**WRITTEN INSTRUCTION 1:**
Count the lines in the records below that contain the word "breast", and reply with only that number.

++++++++++

2. The reality of consciousness
Some scholars, such as Dennett (1995), claim that what we understand by a conscious mind is really an abstraction of complex neurological processing in our brain. In other words, there would be no irreducibly real conscious experiences. Others (Rosenthal, 1994) claim that consciousness is really nothing more than the way we experience the brain from the inside. The brain as an objective physical system has no qualitative, subjective dimensions, which thereby would only appear to be objectively real by our ‘first-person perspective’.
In other words, all of these theorists reduce consciousness to a kind of illusion with no ultimate reality or they simply deny the existence of an irreducible consciousness altogether, even in the sense of an irreducibly subjective illusion. All of them concur in their view that consciousness is not a real part of the ‘objective’ world.

Many scholars will not accept the ‘scientific’ reduction of their personal consciousness to something that is ultimately non-conscious or merely illusory. This explains the appeal of a position that does acknowledge the reality of consciousness as more than an illusion even though it also claims that consciousness has no impact on reality or ‘efficacy’ (Jackendoff, 1987; Chalmers, 1996, 2002), a position commonly known as epiphenomenalism. However, this position contains a fatal inner contradiction. If conscious experiences do not have any causal impact upon memory, we cannot possibly have formed a concept of consciousness on the basis of those conscious experiences (Rivas & Van Dongen, 2001, 2003; Rivas, 2003b). In other words, we could not have any valid reason to believe that we are conscious beings, whereas this belief is a prerequisite of the very position of epiphenomenalism. Therefore, if we acknowledge the reality of consciousness, we also have to accept that our conscious experiences have a real impact on the world. In fact, this is also an important argument against the theory that consciousness only exists as an illusion -or identity theory-, since, accordingly, conscious experiences would not be part of the real world and therefore they would not be able to exercise any real influence either (Rivas & Van Dongen, 2003).

++++++++++

**WRITTEN INSTRUCTION 2:**
Copy the passage on consciousness above word for word, from "2. The reality" up to and including "our ‘first-person perspective’.".

++++++++++

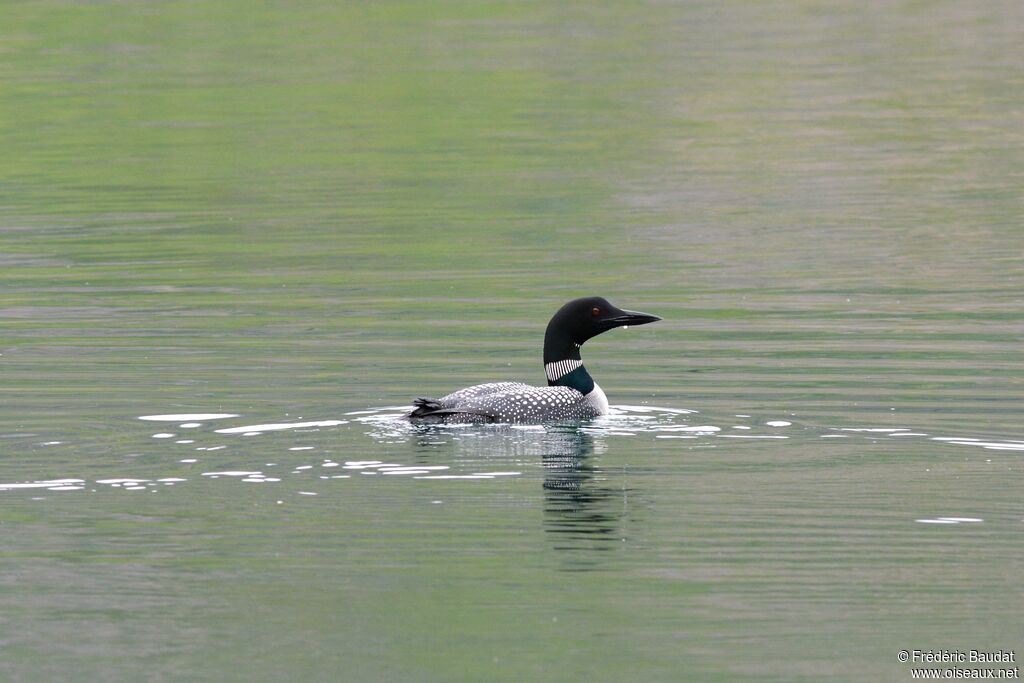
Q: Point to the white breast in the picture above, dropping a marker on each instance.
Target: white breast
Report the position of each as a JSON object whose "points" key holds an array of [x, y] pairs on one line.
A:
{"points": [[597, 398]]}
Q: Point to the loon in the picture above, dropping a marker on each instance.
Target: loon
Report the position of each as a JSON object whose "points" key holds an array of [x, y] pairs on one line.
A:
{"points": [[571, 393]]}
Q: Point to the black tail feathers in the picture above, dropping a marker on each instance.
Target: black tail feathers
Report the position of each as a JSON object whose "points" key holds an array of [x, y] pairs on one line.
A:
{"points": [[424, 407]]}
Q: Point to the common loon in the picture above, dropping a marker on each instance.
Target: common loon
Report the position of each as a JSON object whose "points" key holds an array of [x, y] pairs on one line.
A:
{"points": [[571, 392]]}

++++++++++

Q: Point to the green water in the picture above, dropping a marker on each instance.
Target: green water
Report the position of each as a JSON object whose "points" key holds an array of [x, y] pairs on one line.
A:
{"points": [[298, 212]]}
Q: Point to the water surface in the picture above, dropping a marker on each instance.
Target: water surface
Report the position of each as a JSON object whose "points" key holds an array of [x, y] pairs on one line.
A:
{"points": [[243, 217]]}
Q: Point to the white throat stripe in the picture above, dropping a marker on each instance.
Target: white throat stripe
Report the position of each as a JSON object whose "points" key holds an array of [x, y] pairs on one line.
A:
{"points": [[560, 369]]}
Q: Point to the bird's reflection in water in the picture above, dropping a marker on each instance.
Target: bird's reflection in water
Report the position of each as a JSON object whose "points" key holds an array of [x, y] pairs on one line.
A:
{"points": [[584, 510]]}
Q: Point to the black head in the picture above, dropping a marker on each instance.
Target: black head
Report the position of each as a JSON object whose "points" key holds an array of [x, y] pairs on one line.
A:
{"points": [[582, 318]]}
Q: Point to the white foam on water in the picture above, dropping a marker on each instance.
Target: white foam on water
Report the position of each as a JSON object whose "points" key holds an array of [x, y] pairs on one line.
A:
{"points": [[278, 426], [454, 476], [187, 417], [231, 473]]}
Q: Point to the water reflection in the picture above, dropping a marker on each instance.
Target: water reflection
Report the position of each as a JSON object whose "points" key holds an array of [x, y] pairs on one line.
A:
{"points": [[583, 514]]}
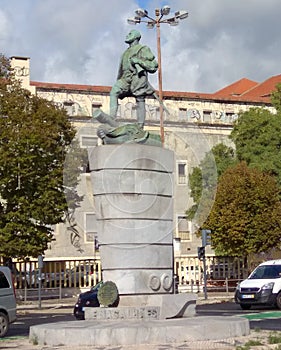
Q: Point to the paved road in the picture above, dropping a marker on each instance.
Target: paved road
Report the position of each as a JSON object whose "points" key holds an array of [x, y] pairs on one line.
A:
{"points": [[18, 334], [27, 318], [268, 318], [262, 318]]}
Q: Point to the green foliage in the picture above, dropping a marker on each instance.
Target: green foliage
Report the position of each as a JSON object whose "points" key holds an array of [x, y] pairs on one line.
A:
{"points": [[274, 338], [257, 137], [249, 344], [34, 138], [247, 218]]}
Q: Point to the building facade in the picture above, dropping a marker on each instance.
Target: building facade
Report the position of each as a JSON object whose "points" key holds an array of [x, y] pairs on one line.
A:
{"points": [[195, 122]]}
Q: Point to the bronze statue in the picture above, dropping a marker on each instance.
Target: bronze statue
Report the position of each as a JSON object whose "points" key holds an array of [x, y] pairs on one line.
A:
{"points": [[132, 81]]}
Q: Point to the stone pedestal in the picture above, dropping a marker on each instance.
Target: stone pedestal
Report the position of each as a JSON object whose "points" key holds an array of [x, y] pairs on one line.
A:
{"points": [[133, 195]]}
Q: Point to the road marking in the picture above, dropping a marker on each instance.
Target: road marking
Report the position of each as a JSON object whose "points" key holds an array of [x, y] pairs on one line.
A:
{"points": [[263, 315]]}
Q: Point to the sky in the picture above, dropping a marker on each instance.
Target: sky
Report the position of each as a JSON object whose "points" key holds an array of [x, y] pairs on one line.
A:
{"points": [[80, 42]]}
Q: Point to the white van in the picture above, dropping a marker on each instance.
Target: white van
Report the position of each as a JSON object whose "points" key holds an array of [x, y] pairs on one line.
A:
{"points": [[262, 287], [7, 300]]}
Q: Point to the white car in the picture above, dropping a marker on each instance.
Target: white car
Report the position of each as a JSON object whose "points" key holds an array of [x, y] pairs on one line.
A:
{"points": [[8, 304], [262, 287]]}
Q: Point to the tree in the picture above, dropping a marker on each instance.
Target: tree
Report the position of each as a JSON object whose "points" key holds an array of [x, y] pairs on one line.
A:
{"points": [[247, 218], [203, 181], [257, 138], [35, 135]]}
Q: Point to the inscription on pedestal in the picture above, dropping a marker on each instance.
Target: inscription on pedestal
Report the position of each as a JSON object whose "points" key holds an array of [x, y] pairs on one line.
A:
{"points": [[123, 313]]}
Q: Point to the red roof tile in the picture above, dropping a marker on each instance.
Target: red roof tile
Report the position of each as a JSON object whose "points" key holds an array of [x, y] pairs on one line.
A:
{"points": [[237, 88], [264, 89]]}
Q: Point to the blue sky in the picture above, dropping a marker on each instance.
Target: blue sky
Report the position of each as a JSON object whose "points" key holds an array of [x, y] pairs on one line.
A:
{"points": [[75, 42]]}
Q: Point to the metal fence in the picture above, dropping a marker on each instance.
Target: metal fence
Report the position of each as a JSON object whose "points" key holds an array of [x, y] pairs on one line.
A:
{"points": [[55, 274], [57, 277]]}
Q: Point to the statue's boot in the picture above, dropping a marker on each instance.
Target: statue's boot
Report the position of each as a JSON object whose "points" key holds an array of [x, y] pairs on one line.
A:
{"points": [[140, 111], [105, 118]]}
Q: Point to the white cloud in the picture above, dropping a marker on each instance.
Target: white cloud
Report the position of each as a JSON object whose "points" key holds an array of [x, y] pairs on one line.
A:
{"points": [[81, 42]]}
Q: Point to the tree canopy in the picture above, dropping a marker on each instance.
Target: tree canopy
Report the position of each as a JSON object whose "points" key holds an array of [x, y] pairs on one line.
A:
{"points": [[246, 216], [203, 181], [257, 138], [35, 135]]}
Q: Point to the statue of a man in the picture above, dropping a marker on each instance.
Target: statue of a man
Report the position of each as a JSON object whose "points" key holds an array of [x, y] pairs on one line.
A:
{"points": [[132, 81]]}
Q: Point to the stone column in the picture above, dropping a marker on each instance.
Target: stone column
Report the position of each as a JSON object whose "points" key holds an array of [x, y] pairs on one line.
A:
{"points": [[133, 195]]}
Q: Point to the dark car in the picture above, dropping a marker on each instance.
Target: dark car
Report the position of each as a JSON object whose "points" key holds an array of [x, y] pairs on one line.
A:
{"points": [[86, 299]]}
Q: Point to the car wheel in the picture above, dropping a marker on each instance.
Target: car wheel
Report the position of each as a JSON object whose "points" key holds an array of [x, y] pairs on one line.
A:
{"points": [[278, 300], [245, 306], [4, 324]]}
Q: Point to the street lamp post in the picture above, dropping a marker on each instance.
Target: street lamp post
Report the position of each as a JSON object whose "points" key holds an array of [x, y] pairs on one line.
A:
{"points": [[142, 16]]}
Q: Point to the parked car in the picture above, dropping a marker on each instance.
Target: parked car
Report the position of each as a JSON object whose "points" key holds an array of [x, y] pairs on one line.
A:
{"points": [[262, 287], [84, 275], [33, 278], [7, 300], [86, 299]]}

++++++++++

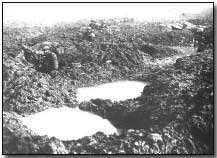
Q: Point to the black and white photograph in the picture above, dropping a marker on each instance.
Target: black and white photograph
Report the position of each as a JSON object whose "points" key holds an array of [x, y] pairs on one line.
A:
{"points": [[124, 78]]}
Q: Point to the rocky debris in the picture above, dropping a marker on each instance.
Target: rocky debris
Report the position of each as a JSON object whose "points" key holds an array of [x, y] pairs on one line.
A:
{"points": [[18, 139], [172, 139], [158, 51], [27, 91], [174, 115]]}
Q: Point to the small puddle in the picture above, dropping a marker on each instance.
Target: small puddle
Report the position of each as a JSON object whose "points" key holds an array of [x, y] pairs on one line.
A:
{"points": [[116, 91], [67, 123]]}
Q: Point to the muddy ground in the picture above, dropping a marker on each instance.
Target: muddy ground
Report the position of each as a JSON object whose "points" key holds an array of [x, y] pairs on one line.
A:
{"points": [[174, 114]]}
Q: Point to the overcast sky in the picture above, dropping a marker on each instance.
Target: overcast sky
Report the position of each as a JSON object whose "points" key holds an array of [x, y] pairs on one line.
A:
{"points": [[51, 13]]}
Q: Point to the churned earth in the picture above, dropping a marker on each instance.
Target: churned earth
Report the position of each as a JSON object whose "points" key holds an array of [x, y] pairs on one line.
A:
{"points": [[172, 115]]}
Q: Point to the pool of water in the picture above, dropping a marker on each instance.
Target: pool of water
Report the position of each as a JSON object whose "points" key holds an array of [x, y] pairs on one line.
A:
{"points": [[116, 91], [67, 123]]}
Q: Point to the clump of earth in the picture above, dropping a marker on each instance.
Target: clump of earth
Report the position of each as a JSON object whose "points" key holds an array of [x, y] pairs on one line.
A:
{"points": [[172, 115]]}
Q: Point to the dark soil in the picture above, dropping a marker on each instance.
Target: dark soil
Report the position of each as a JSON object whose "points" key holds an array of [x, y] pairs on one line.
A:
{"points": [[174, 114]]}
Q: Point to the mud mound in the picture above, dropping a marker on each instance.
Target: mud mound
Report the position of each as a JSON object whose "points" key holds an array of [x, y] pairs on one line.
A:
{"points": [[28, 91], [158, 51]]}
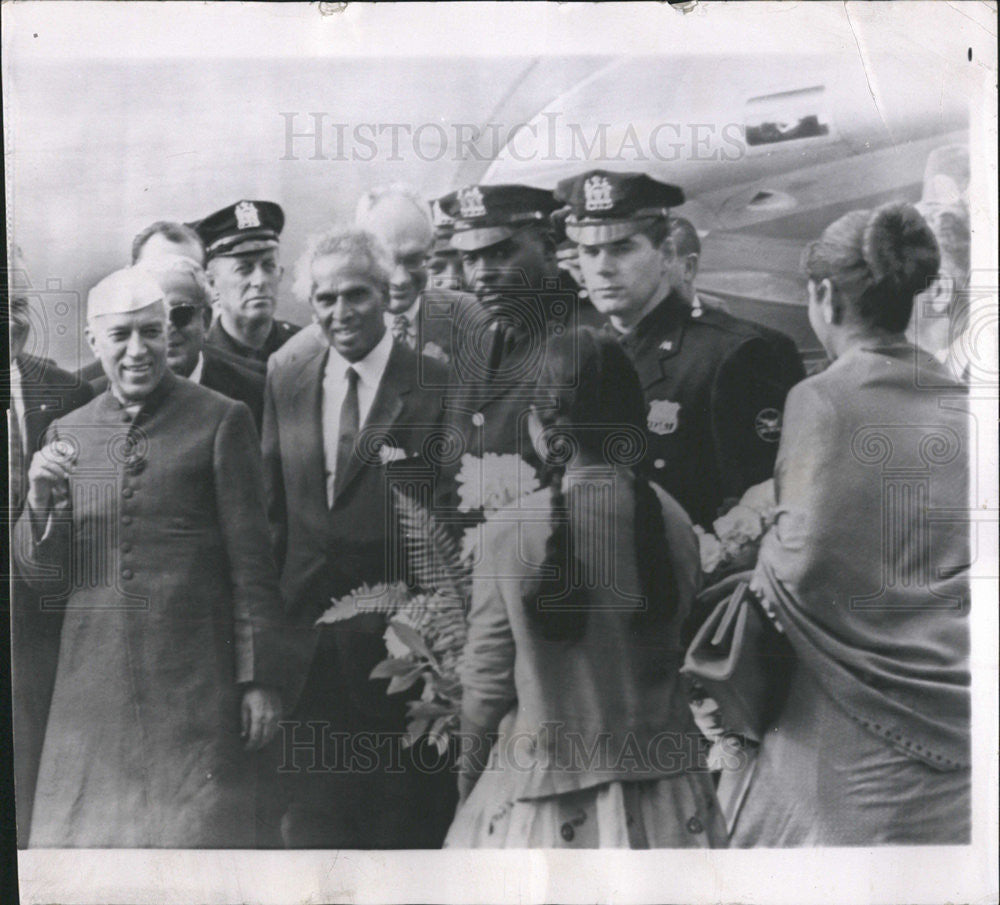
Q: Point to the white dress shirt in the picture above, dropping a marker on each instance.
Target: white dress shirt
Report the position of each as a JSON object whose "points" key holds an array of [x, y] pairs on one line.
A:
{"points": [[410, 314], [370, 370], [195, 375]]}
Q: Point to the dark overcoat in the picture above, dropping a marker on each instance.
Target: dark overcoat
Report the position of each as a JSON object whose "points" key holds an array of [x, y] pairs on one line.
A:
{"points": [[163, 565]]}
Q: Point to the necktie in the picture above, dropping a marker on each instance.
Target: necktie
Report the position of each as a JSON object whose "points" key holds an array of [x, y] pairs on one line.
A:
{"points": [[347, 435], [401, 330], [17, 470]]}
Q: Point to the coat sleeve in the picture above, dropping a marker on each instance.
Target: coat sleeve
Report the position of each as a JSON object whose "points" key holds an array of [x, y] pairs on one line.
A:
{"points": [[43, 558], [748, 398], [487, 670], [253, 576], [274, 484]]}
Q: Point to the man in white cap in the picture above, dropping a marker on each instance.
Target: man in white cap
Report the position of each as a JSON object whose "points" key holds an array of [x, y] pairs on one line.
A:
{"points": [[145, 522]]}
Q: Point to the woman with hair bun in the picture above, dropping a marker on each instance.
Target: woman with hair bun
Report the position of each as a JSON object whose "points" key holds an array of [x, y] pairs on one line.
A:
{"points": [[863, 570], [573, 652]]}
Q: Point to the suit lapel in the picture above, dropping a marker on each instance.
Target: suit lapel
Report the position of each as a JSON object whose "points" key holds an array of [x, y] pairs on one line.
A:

++++++++++

**CORRECT RESULT 1:**
2

**CORRECT RESULT 2:**
2. The reality of consciousness
Some scholars, such as Dennett (1995), claim that what we understand by a conscious mind is really an abstraction of complex neurological processing in our brain. In other words, there would be no irreducibly real conscious experiences. Others (Rosenthal, 1994) claim that consciousness is really nothing more than the way we experience the brain from the inside. The brain as an objective physical system has no qualitative, subjective dimensions, which thereby would only appear to be objectively real by our ‘first-person perspective’.